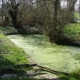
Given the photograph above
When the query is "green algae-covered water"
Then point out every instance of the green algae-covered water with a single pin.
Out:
(56, 57)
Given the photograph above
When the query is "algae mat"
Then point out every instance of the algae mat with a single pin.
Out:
(56, 57)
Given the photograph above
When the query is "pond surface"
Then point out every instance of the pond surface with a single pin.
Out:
(56, 57)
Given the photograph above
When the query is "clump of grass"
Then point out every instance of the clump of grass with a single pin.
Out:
(77, 56)
(75, 75)
(72, 31)
(11, 54)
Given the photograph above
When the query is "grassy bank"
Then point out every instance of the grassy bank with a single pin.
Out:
(11, 55)
(72, 31)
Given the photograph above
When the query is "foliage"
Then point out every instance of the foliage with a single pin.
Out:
(11, 54)
(72, 31)
(75, 75)
(17, 78)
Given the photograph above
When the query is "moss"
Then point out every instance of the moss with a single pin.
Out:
(11, 55)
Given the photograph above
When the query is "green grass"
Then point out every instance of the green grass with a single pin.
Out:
(72, 31)
(11, 55)
(76, 14)
(75, 75)
(7, 30)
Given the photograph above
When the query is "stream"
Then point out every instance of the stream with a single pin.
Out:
(44, 53)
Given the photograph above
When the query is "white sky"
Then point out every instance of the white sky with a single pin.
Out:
(63, 4)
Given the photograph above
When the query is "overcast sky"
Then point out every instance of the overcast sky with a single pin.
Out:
(64, 4)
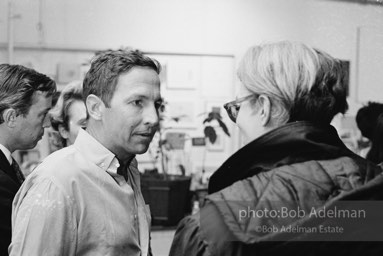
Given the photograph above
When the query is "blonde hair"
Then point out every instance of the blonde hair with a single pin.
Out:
(300, 81)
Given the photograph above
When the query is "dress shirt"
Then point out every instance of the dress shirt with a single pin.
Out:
(75, 203)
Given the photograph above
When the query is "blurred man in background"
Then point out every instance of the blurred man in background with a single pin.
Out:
(25, 99)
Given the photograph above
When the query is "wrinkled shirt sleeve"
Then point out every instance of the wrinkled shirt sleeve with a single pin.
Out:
(188, 240)
(43, 221)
◇ ◇ ◇ ◇
EXERCISE OBJECTIVE
Rewrite every line of the records above, replacing "point out every instance" with "mark each instance" wherever it occurs and leaving all other text unchanged. Omit the pictures.

WORKED SOLUTION
Given the photograph above
When the query is "green algae-covered water"
Then mark each instance of the green algae-covered water with a single pin.
Out:
(56, 57)
Given the photograph above
When the query is "algae mat"
Then mark each instance of the algae mat with a single pin.
Out:
(56, 57)
Given the photograph above
When the query is "pond surface"
Then mark each instance of the pond surface with a single pin.
Out:
(56, 57)
Given the photograph above
When the query is "clump of grass"
Then mark each instance of the clump of grass with a single pin.
Out:
(77, 56)
(75, 75)
(72, 31)
(11, 54)
Given the photograph above
When the query is "grassy bank"
Then mark each instance of the grassy bank with a single pin.
Out:
(11, 55)
(72, 31)
Given the photograph above
When the query is "foliage"
Then mark each instance of the foliage with a single pin.
Out:
(11, 54)
(72, 31)
(75, 75)
(17, 78)
Given the photograph above
When the query is "moss"
Then mark each instance of the moss with a single pin.
Out:
(11, 55)
Given the photograph above
When the query is "green grass"
Then mark each instance of the green grass with a single pin.
Out:
(72, 31)
(11, 55)
(76, 14)
(75, 75)
(7, 30)
Given the photograph above
When the query is "stream"
Then mark each instance of the stream with a single pin.
Out:
(44, 53)
Given the photograph above
When the query is "white sky"
Then mark each instance of the white sky with a single pin.
Out:
(63, 4)
Given the photograph above
When the query is "overcast sky"
Then mark each instance of the overcast sky with a single pin.
Out:
(64, 4)
Given the photograph above
When the query is "blonde hair"
Then mark each instance of the blonde hair with a single pin.
Out:
(300, 81)
Given the photograph above
When the query is "dress shirt"
Then mark each instance of the dress shirt with a single pin.
Out:
(75, 203)
Given the photograph above
When the query is "blurred man in background"
Then mark each instance of the blurred man in background with a single pin.
Out:
(25, 99)
Given the photograph above
When the query is "wrinkled shirt sleeve"
Then mark each instance of the wrinkled shirt sleeve with a single pin.
Out:
(188, 240)
(43, 221)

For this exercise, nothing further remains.